• _Compito 1_: Trascriva fedelmente il brano sulla morte di Neruda, a partire da «Ora, con le» e proseguendo fino a «fase di definizione.».
• _Compito 2_: Indichi se ciascuna delle seguenti affermazioni concorda con il brano sulla morte di Neruda. Per ognuna risponda sì o no e citi esattamente le parole decisive del brano: (a) Nel corpo di Eduardo Frei Montalva furono trovate tracce di tallio; (b) Rodolfo Reyes è figlio di Neruda; (c) Pinochet pronunciò la sua frase un mese prima della morte del poeta.
• _Compito 3_: Elenchi tutte le persone indicate per nome nel brano sulla morte di Neruda.

• _Brano fornito_:
^^^^
Ora, con le nuove perizie, la verità sembra più a portata di mano. Cosa può aver ucciso il poeta che cercava di incitare il suo popolo a «distruggere la sua prigione»? Nel corpo di Eduardo Frei Montalva furono trovate tracce di tallio e di gas mostarda (o iprite), un’arma chimica. Nel caso di Neruda, si tratterebbe di un veleno inedito, ancora in fase di definizione.
IL LEGALE
In attesa del responso definitivo, Rodolfo Reyes, legale e nipote di Neruda, ha parlato di «soddisfazione», in quanto c’è la conferma che il decesso non è avvenuto per il cancro; ma ha anche ricordato la «grande tristezza della famiglia» perché si ha la prova che qualcuno lo ha ucciso. C’è chi ricorda la frase sibillina di Pinochet, pronunciata una settimana prima della morte del poeta. «Neruda sta bene – disse – se morirà sarà per cause naturali».
^^^^
• _Dati registrati_:
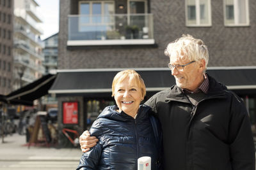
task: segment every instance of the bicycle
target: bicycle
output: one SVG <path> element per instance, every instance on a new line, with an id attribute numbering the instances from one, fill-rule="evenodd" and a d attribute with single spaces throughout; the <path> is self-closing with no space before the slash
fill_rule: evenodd
<path id="1" fill-rule="evenodd" d="M 70 134 L 72 134 L 72 135 L 70 136 Z M 64 148 L 77 147 L 79 145 L 79 135 L 77 131 L 63 128 L 61 130 L 61 135 L 60 138 L 60 145 Z"/>

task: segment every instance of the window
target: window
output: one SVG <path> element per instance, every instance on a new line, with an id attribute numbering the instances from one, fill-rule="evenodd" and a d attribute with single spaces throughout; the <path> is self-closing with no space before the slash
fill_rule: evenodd
<path id="1" fill-rule="evenodd" d="M 87 39 L 100 39 L 114 27 L 113 1 L 90 1 L 79 3 L 79 31 L 87 32 Z"/>
<path id="2" fill-rule="evenodd" d="M 6 87 L 6 78 L 4 77 L 3 81 L 3 87 Z"/>
<path id="3" fill-rule="evenodd" d="M 6 52 L 6 46 L 5 46 L 5 45 L 4 45 L 3 46 L 3 54 L 5 54 Z"/>
<path id="4" fill-rule="evenodd" d="M 6 36 L 6 30 L 5 30 L 5 29 L 3 29 L 3 38 L 5 38 Z"/>
<path id="5" fill-rule="evenodd" d="M 8 71 L 11 71 L 11 63 L 10 62 L 8 63 L 7 70 Z"/>
<path id="6" fill-rule="evenodd" d="M 249 25 L 248 1 L 224 0 L 224 14 L 225 25 Z"/>
<path id="7" fill-rule="evenodd" d="M 8 30 L 8 39 L 11 39 L 12 38 L 12 32 L 11 31 Z"/>
<path id="8" fill-rule="evenodd" d="M 8 79 L 8 88 L 11 87 L 11 80 Z"/>
<path id="9" fill-rule="evenodd" d="M 8 15 L 8 24 L 11 24 L 11 22 L 12 22 L 12 15 Z"/>
<path id="10" fill-rule="evenodd" d="M 187 26 L 211 26 L 211 0 L 186 0 Z"/>
<path id="11" fill-rule="evenodd" d="M 11 52 L 11 47 L 8 46 L 8 55 L 11 55 L 12 52 Z"/>
<path id="12" fill-rule="evenodd" d="M 5 70 L 5 69 L 6 69 L 6 62 L 5 62 L 5 60 L 4 60 L 4 61 L 3 62 L 3 70 Z"/>
<path id="13" fill-rule="evenodd" d="M 6 14 L 5 13 L 4 13 L 3 14 L 3 22 L 5 22 L 5 21 L 6 21 Z"/>
<path id="14" fill-rule="evenodd" d="M 12 0 L 8 0 L 8 7 L 11 8 L 12 7 Z"/>

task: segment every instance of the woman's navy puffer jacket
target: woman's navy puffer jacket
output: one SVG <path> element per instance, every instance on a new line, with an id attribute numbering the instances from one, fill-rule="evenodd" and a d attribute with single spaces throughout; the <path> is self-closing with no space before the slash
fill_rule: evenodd
<path id="1" fill-rule="evenodd" d="M 99 141 L 83 153 L 77 169 L 137 169 L 137 160 L 143 156 L 151 157 L 151 169 L 156 169 L 157 146 L 150 108 L 141 105 L 135 119 L 116 108 L 106 107 L 93 122 L 90 131 Z"/>

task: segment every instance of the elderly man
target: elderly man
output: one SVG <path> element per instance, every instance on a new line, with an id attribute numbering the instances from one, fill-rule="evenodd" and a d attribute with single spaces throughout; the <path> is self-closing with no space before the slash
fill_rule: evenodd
^^^^
• _Risposta finale 1_:
Ora, con le nuove perizie, la verità sembra più a portata di mano. Cosa può aver ucciso il poeta che cercava di incitare il suo popolo a «distruggere la sua prigione»? Nel corpo di Eduardo Frei Montalva furono trovate tracce di tallio e di gas mostarda (o iprite), un’arma chimica. Nel caso di Neruda, si tratterebbe di un veleno inedito, ancora in fase di definizione.

• _Risposta finale 2_:
(a) Sì: «Nel corpo di Eduardo Frei Montalva furono trovate tracce di tallio e di gas mostarda (o iprite), un’arma chimica.»
(b) No: «Rodolfo Reyes, legale e nipote di Neruda»
(c) No: «pronunciata una settimana prima della morte del poeta»

• _Risposta finale 3_:
Eduardo Frei Montalva
Neruda
Rodolfo Reyes
Pinochet